__Excerpted passage__:
+---+

The beast is currently in the bottomless pit, or abyss. This is the place where the locusts came from (9:1-2), and where Satan is bound for a thousand years (20:3). Peter and Jude describe fallen angels being kept in deepest darkness until the last day (2 Pet 2:4 , Jude 6). This is evidently another way of describing hell, where the forces of evil are confined until their destruction on the great day of judgement. Soon the beast will rise up and go to destruction, its destiny is sure - the lake of fire (19:20). The important message of the Book of Revelation is however powerful these beasts and Babylon seem to be, they have been defeated by Jesus, and one day, they will no longer be able to exercise their power. At the right time God will punish them for their evil actions in persecuting and killing the saints.

The beast had seven heads and ten horns. The seven heads represent both seven mountains and seven kings. The seven mountains are easier to identify, as Rome was 'the city built on seven hills'. The seven heads are more difficult. They probably represent different Roman emperors. Five emperors have already been, the sixth is current, and there are more to come. The problem is to be sure which emperor was currently reigning when John wrote this book. Arguments continue over the date of the book, based on this passage, with Nero (54 - 68), Domitian (81 - 96), or others, being suggested as the current emperor. It would have been clear to John, who obviously knew who the emperor was when he wrote. There are more detailed suggestions of the meaning of this passage several different commentaries.

+---+

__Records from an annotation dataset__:
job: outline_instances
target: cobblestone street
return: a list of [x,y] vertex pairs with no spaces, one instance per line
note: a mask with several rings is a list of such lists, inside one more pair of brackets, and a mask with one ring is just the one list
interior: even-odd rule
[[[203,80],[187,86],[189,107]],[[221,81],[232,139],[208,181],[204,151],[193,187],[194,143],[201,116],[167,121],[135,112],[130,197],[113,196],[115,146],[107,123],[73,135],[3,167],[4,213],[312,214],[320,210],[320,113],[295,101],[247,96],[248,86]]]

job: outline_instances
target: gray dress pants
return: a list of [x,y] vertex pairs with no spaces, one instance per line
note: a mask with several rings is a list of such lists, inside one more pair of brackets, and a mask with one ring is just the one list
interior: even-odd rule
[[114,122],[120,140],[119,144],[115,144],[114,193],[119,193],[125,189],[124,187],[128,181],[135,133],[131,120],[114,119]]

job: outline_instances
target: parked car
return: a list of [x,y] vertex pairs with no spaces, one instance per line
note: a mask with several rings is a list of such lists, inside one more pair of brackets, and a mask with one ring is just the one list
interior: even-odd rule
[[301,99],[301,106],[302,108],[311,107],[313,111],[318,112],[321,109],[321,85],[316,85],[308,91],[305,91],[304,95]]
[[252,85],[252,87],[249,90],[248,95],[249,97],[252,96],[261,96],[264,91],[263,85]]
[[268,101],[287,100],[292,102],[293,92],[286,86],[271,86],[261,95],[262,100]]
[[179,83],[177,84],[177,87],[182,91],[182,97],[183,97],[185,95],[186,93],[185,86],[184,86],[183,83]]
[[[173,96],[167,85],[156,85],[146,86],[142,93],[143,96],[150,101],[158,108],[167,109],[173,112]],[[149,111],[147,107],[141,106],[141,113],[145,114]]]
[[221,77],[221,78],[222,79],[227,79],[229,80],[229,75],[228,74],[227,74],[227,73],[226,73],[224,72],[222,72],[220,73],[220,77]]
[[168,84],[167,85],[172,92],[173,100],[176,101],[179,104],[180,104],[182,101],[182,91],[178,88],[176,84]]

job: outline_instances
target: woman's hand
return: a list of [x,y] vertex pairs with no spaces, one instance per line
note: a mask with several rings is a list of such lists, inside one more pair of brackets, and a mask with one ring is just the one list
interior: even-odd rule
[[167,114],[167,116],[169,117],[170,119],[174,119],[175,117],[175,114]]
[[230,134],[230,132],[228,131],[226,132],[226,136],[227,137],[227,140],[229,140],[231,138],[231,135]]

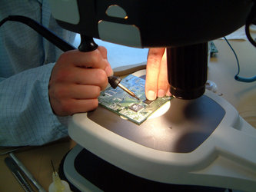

+---+

__Instruction 1__:
According to the commentary on the beast in Revelation, which two emperors have been suggested as the one reigning when John wrote the book?
__Instruction 2__:
Pick up the commentary on the beast in Revelation after its final sentence and continue it.
The records are not needed for any of the work asked here.

__Expected answer 1__:
Nero and Domitian.

__Expected answer 2__:
The ten horns represent ten kings. These are probably the same as the kings of the earth who commit fornication with the woman mentioned before (17:2). These were puppet-kings, under the authority of the Roman Empire. For a time they are united in giving power to the beast, and together with the beast they make war on the Lamb, by persecuting the believers. They make war on the Lamb, but the Lamb will conquer them. In reality the Lamb has already conquered them on the cross, although the full victory is still in the future. Because of his victory on the cross, the Lamb is Lord over all the lords and King over all the kings. All kings rule only because he allows them to, and all rulers are ultimately under his control. The saints with him are called by him, chosen from before the foundation of the world, and are encouraged to remain faithful to him through to the end. Verse 14 gives a good summary of the whole Book of Revelation: “they will make war on the Lamb and the Lamb will conquer them, for he is Lord of lords and King of kings, and those with him are called and chosen and faithful.”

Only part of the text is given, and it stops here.